▶ _To do_: Restate the stretch of the latency thread from "Really, you do" through "for rtdm case.", swapping "stress load" for "background load".

▶ _Source document_:
In absence of formal analysis, all we have is a probabilistic approach
for getting close to the real worst-case latency figures: the only way
we can get there is to hammer the target system hard, diversely and long
enough while measuring.

>> Once the two modules, and two test executables are built, just push the
>> modules (they can live together in the kernel, no conflict), then run
>> either of the executables for measuring 1) the execution time on the
>> write() side, and 2) the response time on the read side.
>>
> 
> Anyways, I have build your test application and modules (using my
> Makefile) and verified it
> on my x86_64 skylake machine.
> 
> Here are the results that I obtained:
> 
> # ./posix_test ; ./cobalt_test
> DEVICE: /dev/bar, all microseconds
> 
> [ 0' 0"] RD_MIN | RD_MAX |  R_AVG  | WR_MIN | WR_MAX |  WR_AVG
> --------------------------------------------------------------
>               0 |     16 |   0.518 |      0 |      7 |  0.338
>               0 |     16 |   0.501 |      0 |     16 |  0.337
>               0 |     16 |   0.501 |      0 |     16 |  0.337
>               0 |     16 |   0.501 |      0 |     16 |  0.337
>               0 |     16 |   0.501 |      0 |     16 |  0.337
>               0 |     16 |   0.501 |      0 |     16 |  0.337
>               0 |     16 |   0.501 |      0 |     16 |  0.337
>               0 |     16 |   0.501 |      0 |     16 |  0.337
>               0 |     16 |   0.501 |      0 |     16 |  0.337
> ^C
> DEVICE: /dev/rtdm/foo, all microseconds
> 
> [ 0' 0"] RD_MIN | RD_MAX |  R_AVG  | WR_MIN | WR_MAX |  WR_AVG
> --------------------------------------------------------------
>               0 |      1 |   0.573 |      0 |      1 |  0.241
>               0 |     17 |   0.570 |      0 |     17 |  0.240
>               0 |     17 |   0.570 |      0 |     17 |  0.240
>               0 |     17 |   0.570 |      0 |     17 |  0.240
>               0 |     17 |   0.570 |      0 |     17 |  0.240
>               0 |     17 |   0.570 |      0 |     17 |  0.240
>               0 |     17 |   0.570 |      0 |     17 |  0.240
>               0 |     17 |   0.570 |      0 |     17 |  0.240
> ^C
> 
> Here, I did not run any dd or hackbench loops.
> This is just a plan run on x86 PC.

Which is wrong and totally defeats the purpose of your test, see above.
Really, you do want to run significant stress load in parallel to any of
your test, which must last long enough to be meaningful.

> 
> Here also it looks like read_max is higher for rtdm case.

▶ _Listed records_:
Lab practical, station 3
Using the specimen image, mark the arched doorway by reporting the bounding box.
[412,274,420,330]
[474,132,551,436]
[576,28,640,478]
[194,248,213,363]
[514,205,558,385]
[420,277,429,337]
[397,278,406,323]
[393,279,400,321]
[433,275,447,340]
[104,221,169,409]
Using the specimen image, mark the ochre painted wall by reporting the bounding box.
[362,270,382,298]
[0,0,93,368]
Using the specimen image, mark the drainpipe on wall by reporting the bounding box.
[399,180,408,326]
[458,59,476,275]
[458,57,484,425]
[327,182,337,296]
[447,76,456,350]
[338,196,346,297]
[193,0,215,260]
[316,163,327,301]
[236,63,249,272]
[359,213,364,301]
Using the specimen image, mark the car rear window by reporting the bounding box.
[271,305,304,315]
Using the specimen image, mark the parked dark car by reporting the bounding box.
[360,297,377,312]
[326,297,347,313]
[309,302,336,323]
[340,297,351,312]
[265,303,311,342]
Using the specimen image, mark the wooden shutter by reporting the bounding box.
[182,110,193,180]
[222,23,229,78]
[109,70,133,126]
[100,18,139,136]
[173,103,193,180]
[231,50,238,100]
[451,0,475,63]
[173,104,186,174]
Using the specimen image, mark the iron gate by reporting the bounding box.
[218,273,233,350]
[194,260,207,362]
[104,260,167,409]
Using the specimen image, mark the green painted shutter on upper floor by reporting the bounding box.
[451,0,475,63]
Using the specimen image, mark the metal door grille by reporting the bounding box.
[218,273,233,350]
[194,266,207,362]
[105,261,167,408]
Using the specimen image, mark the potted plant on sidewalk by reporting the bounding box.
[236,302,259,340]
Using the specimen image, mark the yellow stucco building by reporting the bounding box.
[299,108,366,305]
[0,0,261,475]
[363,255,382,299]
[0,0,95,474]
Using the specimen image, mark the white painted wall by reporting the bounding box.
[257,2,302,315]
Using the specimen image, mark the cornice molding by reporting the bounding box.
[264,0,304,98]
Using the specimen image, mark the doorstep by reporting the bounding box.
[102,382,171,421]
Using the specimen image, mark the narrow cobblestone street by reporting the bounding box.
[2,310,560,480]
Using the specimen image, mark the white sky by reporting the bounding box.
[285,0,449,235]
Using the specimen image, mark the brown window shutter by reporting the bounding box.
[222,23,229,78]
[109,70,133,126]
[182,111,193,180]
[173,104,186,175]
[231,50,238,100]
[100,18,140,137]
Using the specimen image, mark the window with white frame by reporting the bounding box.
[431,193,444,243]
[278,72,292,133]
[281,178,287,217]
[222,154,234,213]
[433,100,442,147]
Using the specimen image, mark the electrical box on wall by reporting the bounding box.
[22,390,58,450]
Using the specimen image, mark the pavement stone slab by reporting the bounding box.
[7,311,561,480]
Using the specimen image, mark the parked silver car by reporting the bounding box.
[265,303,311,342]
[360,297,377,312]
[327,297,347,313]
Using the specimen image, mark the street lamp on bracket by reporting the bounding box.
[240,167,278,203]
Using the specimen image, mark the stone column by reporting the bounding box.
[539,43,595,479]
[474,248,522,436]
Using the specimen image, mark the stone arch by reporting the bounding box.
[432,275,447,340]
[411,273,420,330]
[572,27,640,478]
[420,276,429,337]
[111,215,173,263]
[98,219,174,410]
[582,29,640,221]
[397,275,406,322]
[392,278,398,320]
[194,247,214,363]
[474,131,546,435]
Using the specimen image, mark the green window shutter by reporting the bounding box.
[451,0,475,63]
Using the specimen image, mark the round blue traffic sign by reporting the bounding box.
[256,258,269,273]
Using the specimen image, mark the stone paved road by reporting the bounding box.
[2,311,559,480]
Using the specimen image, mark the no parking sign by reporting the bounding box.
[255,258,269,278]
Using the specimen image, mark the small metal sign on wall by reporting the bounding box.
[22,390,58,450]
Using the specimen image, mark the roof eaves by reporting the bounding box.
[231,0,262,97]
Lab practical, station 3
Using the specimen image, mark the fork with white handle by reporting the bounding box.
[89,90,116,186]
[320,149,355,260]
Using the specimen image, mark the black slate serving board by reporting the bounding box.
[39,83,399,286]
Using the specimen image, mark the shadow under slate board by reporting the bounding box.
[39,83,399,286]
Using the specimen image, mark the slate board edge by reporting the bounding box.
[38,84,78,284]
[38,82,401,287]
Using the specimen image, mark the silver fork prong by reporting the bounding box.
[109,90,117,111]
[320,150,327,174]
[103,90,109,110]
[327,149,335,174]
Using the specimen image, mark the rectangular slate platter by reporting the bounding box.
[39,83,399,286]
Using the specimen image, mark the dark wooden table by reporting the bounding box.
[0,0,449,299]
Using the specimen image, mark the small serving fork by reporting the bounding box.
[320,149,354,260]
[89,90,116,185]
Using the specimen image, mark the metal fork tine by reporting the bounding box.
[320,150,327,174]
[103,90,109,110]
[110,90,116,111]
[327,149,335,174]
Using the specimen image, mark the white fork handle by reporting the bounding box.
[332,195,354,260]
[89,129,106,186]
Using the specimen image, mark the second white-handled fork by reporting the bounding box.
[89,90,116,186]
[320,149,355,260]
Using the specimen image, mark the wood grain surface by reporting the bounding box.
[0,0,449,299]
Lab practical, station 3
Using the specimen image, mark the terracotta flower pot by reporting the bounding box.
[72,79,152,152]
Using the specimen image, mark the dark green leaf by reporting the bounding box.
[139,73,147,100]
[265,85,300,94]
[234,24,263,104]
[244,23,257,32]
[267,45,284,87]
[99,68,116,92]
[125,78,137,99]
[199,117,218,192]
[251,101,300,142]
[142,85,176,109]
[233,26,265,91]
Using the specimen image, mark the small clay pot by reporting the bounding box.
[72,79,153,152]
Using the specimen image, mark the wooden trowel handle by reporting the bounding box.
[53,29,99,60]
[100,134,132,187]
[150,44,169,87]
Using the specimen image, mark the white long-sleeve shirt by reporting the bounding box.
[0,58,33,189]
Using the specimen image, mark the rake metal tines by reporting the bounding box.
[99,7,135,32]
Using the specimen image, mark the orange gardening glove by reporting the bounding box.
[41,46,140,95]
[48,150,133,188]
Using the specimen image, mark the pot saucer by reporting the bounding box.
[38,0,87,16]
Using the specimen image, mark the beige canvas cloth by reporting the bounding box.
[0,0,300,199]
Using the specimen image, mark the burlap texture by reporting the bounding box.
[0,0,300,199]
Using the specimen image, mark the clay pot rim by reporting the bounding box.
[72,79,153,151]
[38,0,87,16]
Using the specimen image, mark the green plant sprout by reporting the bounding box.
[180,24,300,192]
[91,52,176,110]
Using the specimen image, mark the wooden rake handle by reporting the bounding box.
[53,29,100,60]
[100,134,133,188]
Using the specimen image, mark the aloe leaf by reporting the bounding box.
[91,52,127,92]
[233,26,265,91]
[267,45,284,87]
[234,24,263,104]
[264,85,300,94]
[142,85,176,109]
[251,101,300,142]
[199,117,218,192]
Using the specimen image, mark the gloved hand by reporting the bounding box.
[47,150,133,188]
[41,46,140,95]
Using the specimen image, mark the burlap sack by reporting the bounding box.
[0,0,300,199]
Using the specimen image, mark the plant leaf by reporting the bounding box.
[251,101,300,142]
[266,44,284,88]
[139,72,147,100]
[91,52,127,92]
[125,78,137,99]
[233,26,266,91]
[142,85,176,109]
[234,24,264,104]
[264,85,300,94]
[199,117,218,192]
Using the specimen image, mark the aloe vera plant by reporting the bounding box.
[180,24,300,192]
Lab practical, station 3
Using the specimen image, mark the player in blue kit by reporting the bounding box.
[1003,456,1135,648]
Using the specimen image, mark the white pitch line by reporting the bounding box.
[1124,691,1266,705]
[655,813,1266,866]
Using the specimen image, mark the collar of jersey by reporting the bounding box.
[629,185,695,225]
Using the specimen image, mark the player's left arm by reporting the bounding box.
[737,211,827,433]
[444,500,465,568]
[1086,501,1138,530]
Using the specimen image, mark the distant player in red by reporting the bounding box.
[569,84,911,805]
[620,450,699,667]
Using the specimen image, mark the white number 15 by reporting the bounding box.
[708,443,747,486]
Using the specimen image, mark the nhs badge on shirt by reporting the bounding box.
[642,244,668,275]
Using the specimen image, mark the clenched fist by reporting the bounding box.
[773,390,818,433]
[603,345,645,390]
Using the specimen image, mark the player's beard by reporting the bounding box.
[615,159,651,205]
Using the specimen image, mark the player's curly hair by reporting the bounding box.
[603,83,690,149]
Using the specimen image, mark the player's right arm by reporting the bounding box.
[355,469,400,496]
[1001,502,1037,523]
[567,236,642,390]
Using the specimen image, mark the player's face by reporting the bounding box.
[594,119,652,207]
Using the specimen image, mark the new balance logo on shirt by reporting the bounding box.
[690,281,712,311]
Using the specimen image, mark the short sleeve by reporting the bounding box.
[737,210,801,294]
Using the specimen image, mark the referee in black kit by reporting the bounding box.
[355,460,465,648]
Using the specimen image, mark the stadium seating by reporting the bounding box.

▶ _Answer to the task_:
Really, you do want to run significant background load in parallel to any of
your test, which must last long enough to be meaningful.

> 
> Here also it looks like read_max is higher for rtdm case.